Information supplied below:

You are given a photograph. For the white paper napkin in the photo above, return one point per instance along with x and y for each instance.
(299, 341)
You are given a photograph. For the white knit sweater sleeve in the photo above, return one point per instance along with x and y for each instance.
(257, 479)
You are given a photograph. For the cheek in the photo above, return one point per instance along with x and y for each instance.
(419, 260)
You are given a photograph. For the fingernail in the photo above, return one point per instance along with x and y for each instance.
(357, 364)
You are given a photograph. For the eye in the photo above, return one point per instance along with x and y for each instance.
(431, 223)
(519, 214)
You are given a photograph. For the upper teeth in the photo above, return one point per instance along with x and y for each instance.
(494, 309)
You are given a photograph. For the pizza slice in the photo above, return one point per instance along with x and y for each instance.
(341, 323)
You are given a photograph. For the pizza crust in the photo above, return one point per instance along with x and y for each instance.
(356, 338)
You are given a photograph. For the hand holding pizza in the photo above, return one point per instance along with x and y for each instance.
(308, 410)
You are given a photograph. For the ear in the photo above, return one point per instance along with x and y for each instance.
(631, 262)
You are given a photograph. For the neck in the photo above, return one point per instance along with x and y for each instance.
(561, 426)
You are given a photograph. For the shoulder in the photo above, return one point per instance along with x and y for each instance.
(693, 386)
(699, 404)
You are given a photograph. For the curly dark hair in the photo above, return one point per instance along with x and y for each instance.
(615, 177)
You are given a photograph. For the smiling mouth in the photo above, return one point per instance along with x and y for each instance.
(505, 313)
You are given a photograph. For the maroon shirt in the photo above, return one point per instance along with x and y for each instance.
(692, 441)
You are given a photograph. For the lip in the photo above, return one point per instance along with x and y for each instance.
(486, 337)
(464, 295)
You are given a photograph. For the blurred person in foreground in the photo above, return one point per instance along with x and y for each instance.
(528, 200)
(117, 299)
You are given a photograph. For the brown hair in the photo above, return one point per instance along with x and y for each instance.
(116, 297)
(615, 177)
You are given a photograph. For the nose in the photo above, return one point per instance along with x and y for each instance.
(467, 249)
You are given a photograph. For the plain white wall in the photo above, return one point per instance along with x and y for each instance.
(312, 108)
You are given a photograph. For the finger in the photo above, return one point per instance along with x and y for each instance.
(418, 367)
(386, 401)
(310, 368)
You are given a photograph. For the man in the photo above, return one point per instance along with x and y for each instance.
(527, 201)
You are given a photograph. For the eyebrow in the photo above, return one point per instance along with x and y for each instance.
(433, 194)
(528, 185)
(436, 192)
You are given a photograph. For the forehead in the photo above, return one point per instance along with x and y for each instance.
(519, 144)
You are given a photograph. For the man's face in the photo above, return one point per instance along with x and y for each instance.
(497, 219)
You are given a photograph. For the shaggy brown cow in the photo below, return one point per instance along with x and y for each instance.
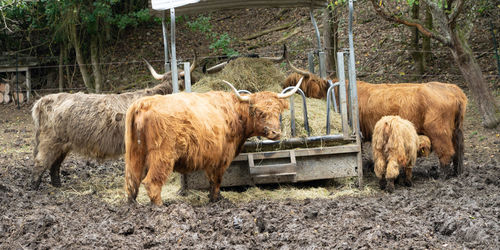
(90, 124)
(436, 109)
(395, 145)
(192, 131)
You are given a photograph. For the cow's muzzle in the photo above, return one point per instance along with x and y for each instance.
(272, 134)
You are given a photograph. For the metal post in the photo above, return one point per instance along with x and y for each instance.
(354, 97)
(316, 29)
(175, 84)
(310, 60)
(28, 84)
(322, 64)
(165, 41)
(17, 81)
(321, 54)
(187, 77)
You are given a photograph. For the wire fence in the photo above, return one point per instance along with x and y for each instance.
(298, 54)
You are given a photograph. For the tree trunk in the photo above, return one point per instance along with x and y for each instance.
(416, 52)
(61, 68)
(96, 68)
(331, 37)
(79, 59)
(426, 41)
(477, 84)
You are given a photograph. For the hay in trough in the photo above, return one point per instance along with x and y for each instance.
(254, 74)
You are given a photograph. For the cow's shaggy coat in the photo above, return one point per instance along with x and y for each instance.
(395, 145)
(436, 109)
(187, 132)
(90, 124)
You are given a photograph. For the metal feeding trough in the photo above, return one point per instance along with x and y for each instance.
(296, 159)
(299, 159)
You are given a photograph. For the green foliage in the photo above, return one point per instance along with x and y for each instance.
(219, 42)
(332, 4)
(201, 24)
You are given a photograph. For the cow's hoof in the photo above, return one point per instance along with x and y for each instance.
(382, 183)
(390, 186)
(35, 184)
(182, 192)
(434, 173)
(56, 183)
(408, 183)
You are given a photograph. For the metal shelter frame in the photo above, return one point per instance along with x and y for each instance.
(291, 165)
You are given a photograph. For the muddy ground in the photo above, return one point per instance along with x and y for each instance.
(457, 213)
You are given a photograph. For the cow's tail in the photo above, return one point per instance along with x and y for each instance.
(134, 151)
(36, 113)
(458, 139)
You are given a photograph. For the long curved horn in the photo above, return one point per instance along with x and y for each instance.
(277, 59)
(290, 93)
(297, 70)
(153, 71)
(216, 68)
(241, 98)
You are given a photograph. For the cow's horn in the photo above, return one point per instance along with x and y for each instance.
(153, 71)
(290, 93)
(297, 70)
(240, 97)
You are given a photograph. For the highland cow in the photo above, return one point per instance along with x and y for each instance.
(194, 131)
(395, 146)
(92, 125)
(436, 109)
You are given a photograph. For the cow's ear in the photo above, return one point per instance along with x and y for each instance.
(284, 103)
(118, 117)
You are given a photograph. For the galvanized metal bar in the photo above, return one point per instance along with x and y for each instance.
(165, 41)
(175, 84)
(310, 61)
(330, 97)
(342, 94)
(334, 99)
(322, 64)
(292, 116)
(187, 77)
(295, 140)
(244, 91)
(353, 84)
(313, 20)
(17, 81)
(304, 108)
(28, 84)
(341, 149)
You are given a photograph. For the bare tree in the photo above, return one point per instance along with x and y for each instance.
(445, 14)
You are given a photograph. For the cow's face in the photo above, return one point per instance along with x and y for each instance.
(424, 146)
(265, 110)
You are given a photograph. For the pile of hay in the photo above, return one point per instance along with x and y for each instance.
(254, 74)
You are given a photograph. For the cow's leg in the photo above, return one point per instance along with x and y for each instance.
(444, 149)
(215, 179)
(380, 168)
(135, 170)
(458, 144)
(160, 167)
(47, 154)
(391, 174)
(408, 173)
(55, 178)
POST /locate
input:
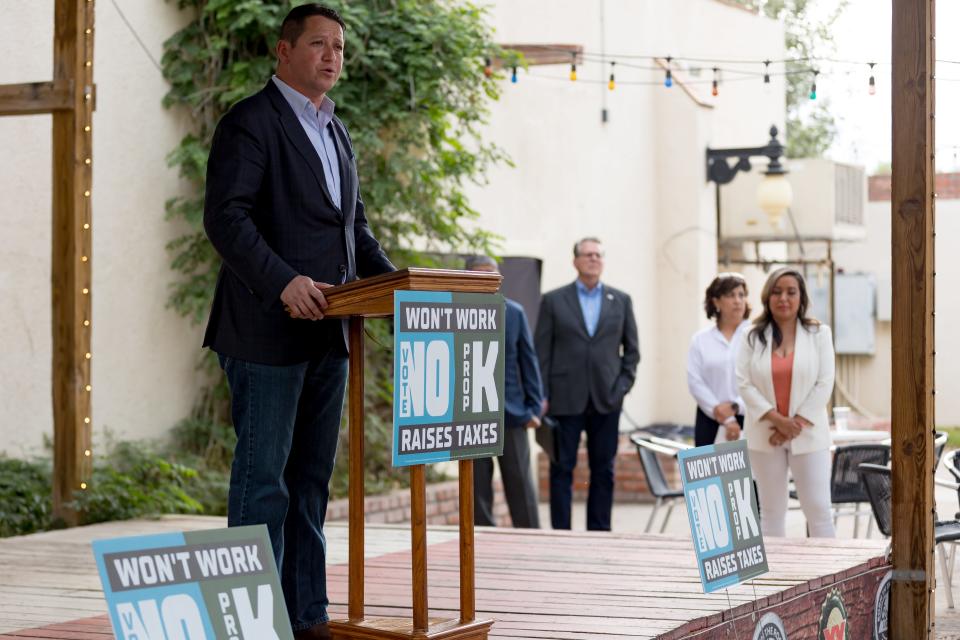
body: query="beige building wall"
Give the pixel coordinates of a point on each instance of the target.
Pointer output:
(870, 378)
(143, 354)
(638, 182)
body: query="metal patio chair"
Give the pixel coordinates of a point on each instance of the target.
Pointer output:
(876, 478)
(847, 493)
(647, 449)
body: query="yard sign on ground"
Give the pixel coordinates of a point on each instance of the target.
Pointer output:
(723, 514)
(448, 376)
(201, 585)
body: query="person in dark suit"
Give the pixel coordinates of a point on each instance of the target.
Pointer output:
(523, 399)
(586, 339)
(283, 210)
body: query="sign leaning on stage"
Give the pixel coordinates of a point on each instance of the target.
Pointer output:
(448, 376)
(202, 585)
(723, 514)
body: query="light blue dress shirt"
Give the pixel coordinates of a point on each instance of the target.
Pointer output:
(590, 303)
(317, 125)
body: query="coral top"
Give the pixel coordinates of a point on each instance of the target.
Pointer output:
(782, 369)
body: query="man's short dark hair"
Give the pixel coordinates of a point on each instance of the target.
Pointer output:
(293, 25)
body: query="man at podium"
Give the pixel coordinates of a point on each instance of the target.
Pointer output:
(283, 209)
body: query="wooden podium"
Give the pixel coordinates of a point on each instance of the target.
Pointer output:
(372, 298)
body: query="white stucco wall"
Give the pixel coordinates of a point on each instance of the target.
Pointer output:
(874, 377)
(143, 354)
(637, 182)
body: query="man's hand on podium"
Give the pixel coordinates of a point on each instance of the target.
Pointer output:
(303, 298)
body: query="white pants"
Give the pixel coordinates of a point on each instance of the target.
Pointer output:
(811, 474)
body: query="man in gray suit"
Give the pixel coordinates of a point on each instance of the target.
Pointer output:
(586, 340)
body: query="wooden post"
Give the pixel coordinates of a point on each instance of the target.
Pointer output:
(71, 253)
(418, 526)
(356, 492)
(468, 608)
(911, 606)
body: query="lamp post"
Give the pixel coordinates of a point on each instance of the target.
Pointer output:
(774, 194)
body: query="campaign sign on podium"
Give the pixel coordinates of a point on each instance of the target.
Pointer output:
(202, 585)
(448, 376)
(723, 514)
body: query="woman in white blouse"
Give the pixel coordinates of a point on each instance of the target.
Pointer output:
(785, 374)
(711, 360)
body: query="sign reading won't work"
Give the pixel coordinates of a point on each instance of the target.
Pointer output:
(201, 585)
(723, 514)
(448, 376)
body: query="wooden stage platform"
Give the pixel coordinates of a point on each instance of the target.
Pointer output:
(535, 584)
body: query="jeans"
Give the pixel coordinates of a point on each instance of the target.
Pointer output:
(602, 438)
(287, 420)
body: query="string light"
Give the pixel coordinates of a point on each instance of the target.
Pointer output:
(86, 113)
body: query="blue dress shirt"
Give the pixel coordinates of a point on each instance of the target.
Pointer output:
(590, 303)
(316, 124)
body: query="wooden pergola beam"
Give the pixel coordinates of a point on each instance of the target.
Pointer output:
(912, 221)
(71, 258)
(34, 97)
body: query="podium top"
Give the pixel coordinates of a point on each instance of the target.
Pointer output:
(373, 297)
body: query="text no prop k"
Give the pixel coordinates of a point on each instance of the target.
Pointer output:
(723, 514)
(220, 584)
(448, 376)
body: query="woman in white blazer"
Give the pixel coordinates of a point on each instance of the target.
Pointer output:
(785, 371)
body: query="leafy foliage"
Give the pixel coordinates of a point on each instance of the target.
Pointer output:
(25, 496)
(811, 128)
(413, 95)
(131, 482)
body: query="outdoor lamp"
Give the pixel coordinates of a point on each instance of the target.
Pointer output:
(774, 195)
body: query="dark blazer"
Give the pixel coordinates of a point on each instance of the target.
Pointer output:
(577, 367)
(521, 376)
(270, 216)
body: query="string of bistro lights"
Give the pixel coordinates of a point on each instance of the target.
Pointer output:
(667, 65)
(85, 240)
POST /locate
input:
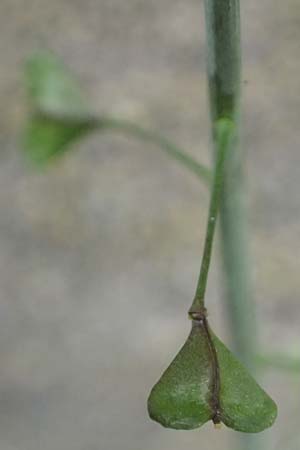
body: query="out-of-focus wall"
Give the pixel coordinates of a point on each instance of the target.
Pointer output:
(99, 255)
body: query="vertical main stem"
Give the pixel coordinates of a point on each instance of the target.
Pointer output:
(224, 132)
(224, 77)
(224, 68)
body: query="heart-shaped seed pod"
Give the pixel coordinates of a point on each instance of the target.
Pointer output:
(206, 382)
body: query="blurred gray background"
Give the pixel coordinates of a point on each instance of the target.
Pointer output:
(99, 255)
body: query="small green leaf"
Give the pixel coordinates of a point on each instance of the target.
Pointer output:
(52, 89)
(244, 405)
(184, 397)
(59, 113)
(180, 399)
(46, 139)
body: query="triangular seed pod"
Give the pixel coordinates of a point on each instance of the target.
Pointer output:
(206, 382)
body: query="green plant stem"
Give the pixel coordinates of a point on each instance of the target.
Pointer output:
(223, 44)
(123, 126)
(224, 76)
(224, 131)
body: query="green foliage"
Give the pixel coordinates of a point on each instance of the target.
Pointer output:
(59, 113)
(183, 397)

End of Information supplied.

**Task objective**
Sift through the entries and copy every line with "seed".

**Output**
body: query="heart-shaped seed pod"
body: query="triangular seed pod"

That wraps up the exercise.